▸ **ACTIVITY**: Read through the data, and wherever a line holds the word "written", write that line out.
Start of INPUT DATA
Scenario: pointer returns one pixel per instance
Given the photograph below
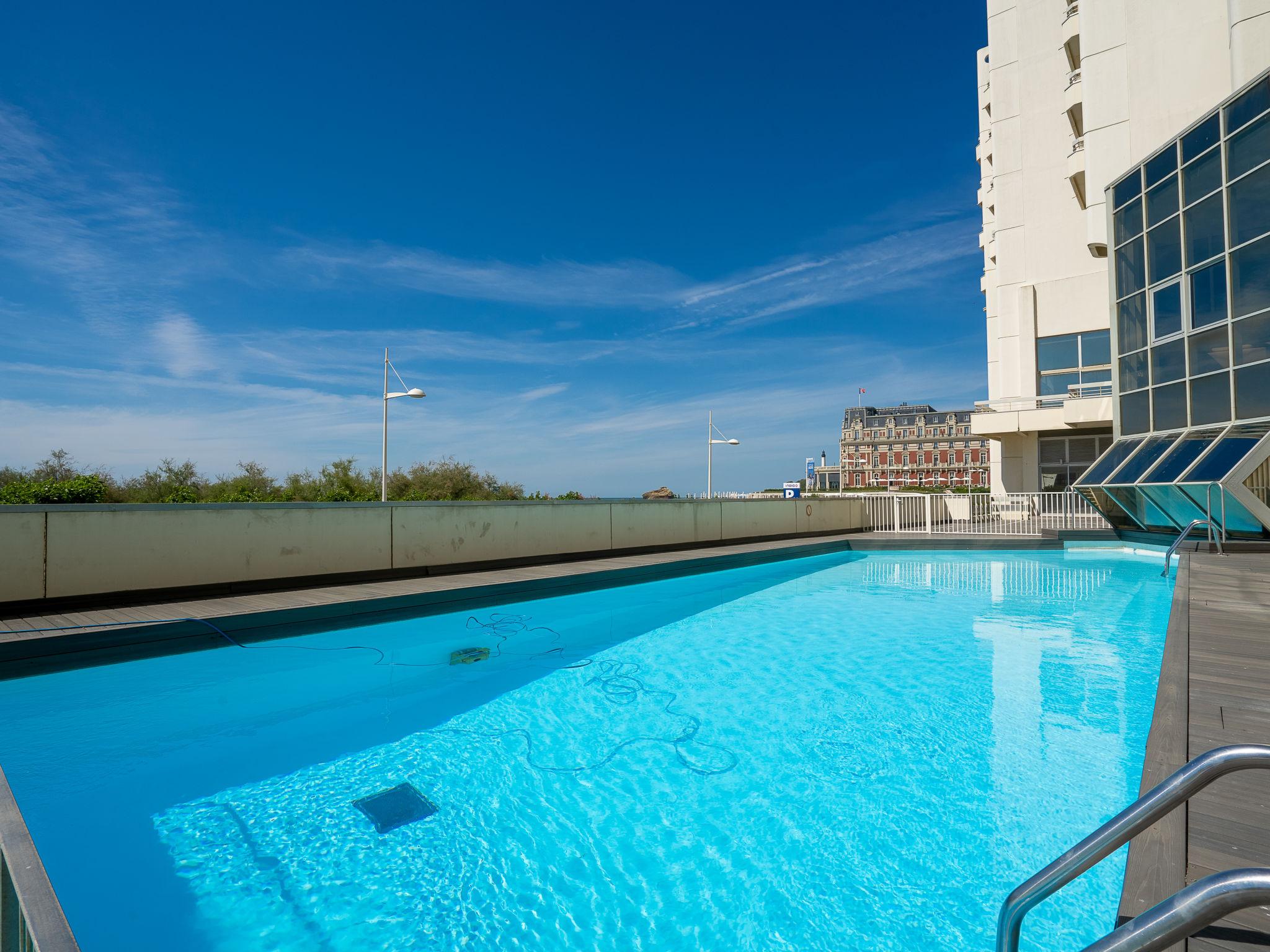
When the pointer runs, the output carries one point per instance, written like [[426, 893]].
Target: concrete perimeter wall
[[60, 551]]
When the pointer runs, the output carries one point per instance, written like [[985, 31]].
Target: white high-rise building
[[1071, 95]]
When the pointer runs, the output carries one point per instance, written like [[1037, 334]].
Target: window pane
End of INPUT DATA
▸ **SOLUTION**:
When the pointer runs, the output carries one point per instance, written like [[426, 893]].
When the pointer runs, the output carries one point per instance, written like [[985, 31]].
When the pointer runs, the output carries one point per instance, written like [[1037, 334]].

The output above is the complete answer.